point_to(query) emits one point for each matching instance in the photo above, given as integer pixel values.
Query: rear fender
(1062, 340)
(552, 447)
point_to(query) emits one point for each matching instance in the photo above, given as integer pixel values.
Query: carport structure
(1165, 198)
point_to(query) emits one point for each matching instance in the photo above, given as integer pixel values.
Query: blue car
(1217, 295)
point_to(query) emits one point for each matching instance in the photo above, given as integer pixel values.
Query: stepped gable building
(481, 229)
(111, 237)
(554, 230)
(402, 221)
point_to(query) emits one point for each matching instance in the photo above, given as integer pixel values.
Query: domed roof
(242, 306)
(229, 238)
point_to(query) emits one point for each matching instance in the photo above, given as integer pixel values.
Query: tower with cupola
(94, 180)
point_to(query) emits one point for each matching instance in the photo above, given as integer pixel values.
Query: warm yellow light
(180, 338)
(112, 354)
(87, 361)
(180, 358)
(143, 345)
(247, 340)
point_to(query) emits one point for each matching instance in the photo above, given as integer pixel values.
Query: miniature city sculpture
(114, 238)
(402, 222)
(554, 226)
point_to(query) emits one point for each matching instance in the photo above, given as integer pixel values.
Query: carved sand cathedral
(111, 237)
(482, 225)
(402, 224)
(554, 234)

Problem to solve:
Each of the records is to be repeated word for word.

Solution to this task:
point_to(query) emits one point for each matching instance in the photo above, given as integer pixel values.
Query: rear fender
(1062, 340)
(552, 447)
point_to(query) emits one point for each matching instance in the photo above, given as integer pixel values.
Query: carport structure
(1165, 198)
point_to(query) emits one point for each matching instance in the photo above, given as integer pixel values.
Query: blue car
(1217, 295)
point_to(query) emits one point for each matching instance in the photo above, given as integer pixel values.
Query: stepped gable building
(481, 229)
(111, 237)
(554, 230)
(402, 221)
point_to(query) emits one point for each matching instance in the photo above, given as integer pixel values.
Query: domed roof
(242, 306)
(229, 238)
point_to(query) emits one point for each matching instance in the photo above, given as integer pixel values.
Query: tower with cupola
(94, 180)
point_to(query) emits one point for each matching instance in the photo above, given as integer pixel values.
Query: warm yellow light
(180, 338)
(112, 354)
(87, 361)
(180, 358)
(143, 345)
(247, 340)
point_to(query) emits one point for each matching instance in the photo above, given as integer pixel values.
Query: miniature city sculpture
(114, 238)
(402, 222)
(554, 226)
point_to(query) emits one point for each matching instance in the photo above, given as integer pixel values.
Query: carved sand cathedral
(111, 237)
(482, 225)
(402, 224)
(554, 234)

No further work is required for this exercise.